Instructions to follow: Write out every entry precisely as given, leaving the pictures out.

Information given:

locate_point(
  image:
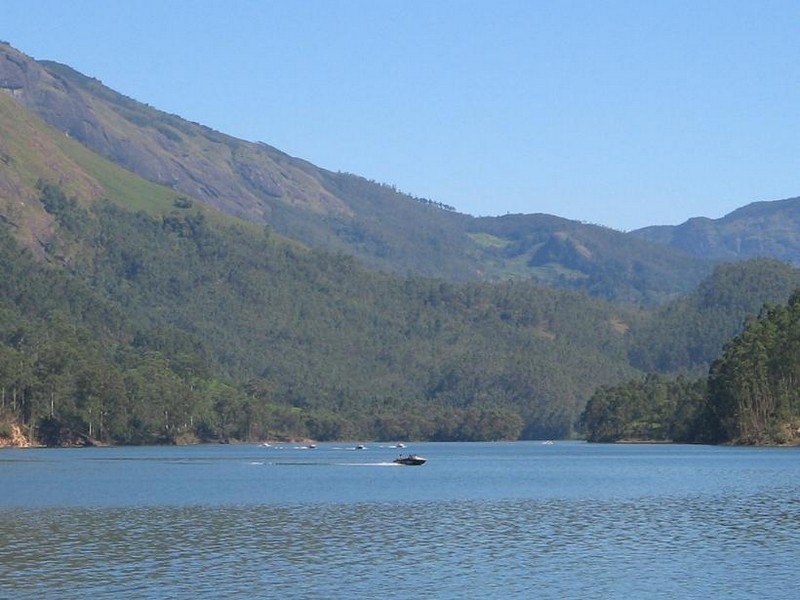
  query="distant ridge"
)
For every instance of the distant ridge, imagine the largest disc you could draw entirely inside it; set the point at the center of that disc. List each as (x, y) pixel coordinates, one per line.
(386, 229)
(761, 229)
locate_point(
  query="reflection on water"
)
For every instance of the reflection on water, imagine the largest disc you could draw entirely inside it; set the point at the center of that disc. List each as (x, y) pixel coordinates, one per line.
(719, 547)
(478, 520)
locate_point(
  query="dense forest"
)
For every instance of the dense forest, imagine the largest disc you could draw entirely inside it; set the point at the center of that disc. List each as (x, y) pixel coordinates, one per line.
(145, 329)
(325, 305)
(750, 396)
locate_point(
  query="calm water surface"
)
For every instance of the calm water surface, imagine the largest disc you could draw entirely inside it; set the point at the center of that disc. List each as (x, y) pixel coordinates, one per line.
(515, 520)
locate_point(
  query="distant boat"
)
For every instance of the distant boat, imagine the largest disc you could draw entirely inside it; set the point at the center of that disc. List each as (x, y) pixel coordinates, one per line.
(411, 460)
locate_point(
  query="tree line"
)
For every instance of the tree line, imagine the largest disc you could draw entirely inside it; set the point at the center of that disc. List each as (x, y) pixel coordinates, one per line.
(750, 395)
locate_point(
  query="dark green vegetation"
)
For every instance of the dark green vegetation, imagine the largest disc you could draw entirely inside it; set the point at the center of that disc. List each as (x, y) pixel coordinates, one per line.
(686, 335)
(650, 409)
(751, 395)
(134, 312)
(384, 228)
(149, 329)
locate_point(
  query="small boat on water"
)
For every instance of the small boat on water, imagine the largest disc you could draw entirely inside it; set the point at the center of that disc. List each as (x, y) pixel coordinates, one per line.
(411, 460)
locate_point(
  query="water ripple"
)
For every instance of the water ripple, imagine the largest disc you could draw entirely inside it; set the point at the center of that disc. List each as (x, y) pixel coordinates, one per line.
(724, 545)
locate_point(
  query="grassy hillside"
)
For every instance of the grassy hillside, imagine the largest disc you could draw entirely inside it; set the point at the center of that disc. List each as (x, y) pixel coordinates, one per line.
(386, 229)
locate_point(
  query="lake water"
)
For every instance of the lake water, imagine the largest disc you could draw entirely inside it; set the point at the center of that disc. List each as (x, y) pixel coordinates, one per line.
(501, 520)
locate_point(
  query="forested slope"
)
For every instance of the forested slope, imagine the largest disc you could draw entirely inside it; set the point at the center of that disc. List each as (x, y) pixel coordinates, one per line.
(352, 353)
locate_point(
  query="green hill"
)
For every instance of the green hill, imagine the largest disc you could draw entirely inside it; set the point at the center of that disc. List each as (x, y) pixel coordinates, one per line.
(761, 229)
(386, 229)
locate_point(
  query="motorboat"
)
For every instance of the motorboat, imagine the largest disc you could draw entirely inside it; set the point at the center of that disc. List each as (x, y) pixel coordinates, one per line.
(410, 460)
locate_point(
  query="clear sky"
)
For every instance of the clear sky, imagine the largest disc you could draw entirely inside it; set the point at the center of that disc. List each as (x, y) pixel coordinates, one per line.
(626, 113)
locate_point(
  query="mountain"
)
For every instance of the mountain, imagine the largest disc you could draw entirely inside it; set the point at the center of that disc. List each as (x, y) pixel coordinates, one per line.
(386, 229)
(760, 229)
(136, 312)
(132, 313)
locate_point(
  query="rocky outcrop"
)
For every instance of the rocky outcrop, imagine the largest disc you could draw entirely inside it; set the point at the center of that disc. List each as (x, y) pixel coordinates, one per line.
(13, 436)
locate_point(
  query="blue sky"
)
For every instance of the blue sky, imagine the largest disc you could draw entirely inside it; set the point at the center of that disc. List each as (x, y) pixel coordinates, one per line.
(625, 114)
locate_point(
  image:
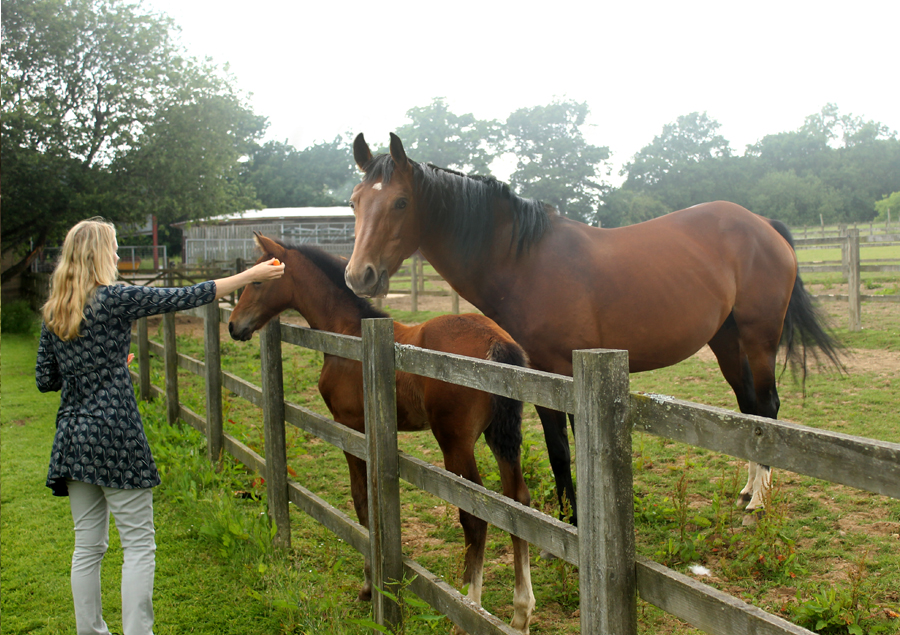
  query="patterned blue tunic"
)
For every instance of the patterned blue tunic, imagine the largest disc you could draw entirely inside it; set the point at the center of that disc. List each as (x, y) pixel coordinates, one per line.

Worked answer:
locate_point(
  image:
  query="distant ridge"
)
For every instance of the distant ridge, imagine the largest disc you could draw entirely inside it; set the point at the center of that disc. List each as (x, y) pixel coordinates, one per line.
(386, 229)
(761, 229)
locate_point(
  query="reflection on water"
)
For every instance of the reflection on water, imagine the largest disc you could draw entirely inside it; set the point at the center of that disc. List each as (x, y) pixel coordinates, one per line.
(719, 547)
(478, 520)
locate_point(
  query="dense forest"
)
For every instance of the dense forest, imagine the largest disc you could draw entirely inside it; set the point at the center of that disc. List each as (x, y) pixel coordinates, one per line.
(145, 329)
(325, 305)
(750, 396)
locate_point(
  query="calm water surface"
)
For every instance of the calm water surface, imagine the largest disc you could draw entirely inside it; set the point at the center of that disc. List each as (x, y) pixel coordinates, one per line.
(515, 520)
locate_point(
  query="distant boat"
)
For every instance of the distant boat, imagine the largest disc you could draw entirely inside it; set the point at the center of that disc. List each as (x, y) pixel coordinates, one per line.
(411, 460)
locate_point(
  query="tree line"
)
For every instance of the tree line, imagine the largest disc you could draw entirely inside it; set the point at the center of that disc. List each as (x, y) pixel coordinates, one per line.
(750, 395)
locate_point(
  query="dark green vegetation"
)
For every instance of the dark green vegetation, imagine the largest disc you could draw entirely inside it; set the point at the center of that disc. List each as (x, y) pixel coordinates, one per line.
(686, 335)
(650, 409)
(751, 395)
(134, 312)
(384, 228)
(149, 329)
locate_point(
  query="small boat on water"
)
For every instance of the small boat on water, imagine the largest disc you could draw entirely inside it; set the point at the center of that disc. List each as (x, y) pixel coordinates, one per line.
(411, 460)
locate_point(
  query="water ripple"
)
For every instance of the water ripple, imagine the largest disc you could draw entirely inside it; set the point at the center of that disc. List each as (x, y) pixel coordinates, one per line.
(724, 545)
locate_point(
  query="grassy hillside"
)
For every instance of the grassy hillside, imagine the largest disc you could draw entirely inside it; set the point at the center of that disc. List each as (x, y) pixel coordinates, one per line.
(386, 229)
locate_point(
  query="lake water"
)
For every instance of the lake water, imagine the largest disc you could draw entirely inside it; set the point at the center of that disc. List each as (x, y) pixel coordinates, one per line.
(501, 520)
locate_point(
  query="forested slope"
)
For every instance of the forested slope, imagine the largest disc you could draw entirely inside it; set the point at the center of that disc. List each as (x, y) pixel coordinates, one per line.
(352, 353)
locate_point(
  query="green hill"
)
For every instance of the green hill, imagine the largest disc you could draw entirely inside it; set the point at the center of that disc. List each as (x, y) pixel coordinates, one per line.
(761, 229)
(386, 229)
locate_point(
  query="motorboat"
)
For every instance of the motorboat, imagine the largest disc you could draw entirely inside it; set the point at the center of that disc. List each as (x, y) pixel coordinates, one per line.
(410, 460)
locate_point(
  query="clear sky"
)
For every instance of the clear sky, imagine the largest disc you could draw entirely inside it; set the point at the center of that disc. List each as (x, y) pixel coordinates, one per line.
(626, 113)
locate_point(
  query="mountain"
)
For every instance of the mountain, imagine the largest disc you could draw entirely inside it; set the point at the center of that disc. List each as (x, y) pixel coordinates, one per line.
(386, 229)
(760, 229)
(136, 312)
(132, 313)
locate_point(
  query="rocky outcrop"
)
For every instance of the rocky outcrop, imagine the largest disc you could draw entirely inside it; set the point at the center of that disc. List each as (x, y) pixel coordinates, one per line.
(13, 436)
locate_point(
  query="blue sky"
)
For every instance of the blue sky, imagine the largest disc you could draw entirely inside it; set the point at the center of that disc. List each as (x, y) pixel coordinates, one per line.
(625, 114)
locate_point(
  image:
  query="patterned blue tunic"
)
For every instance of the patterned blue tunic, imagine the largest disc you could draw entirely inside it; set the point at the center of that disc. List each as (x, y) pixel coordinates, one per line.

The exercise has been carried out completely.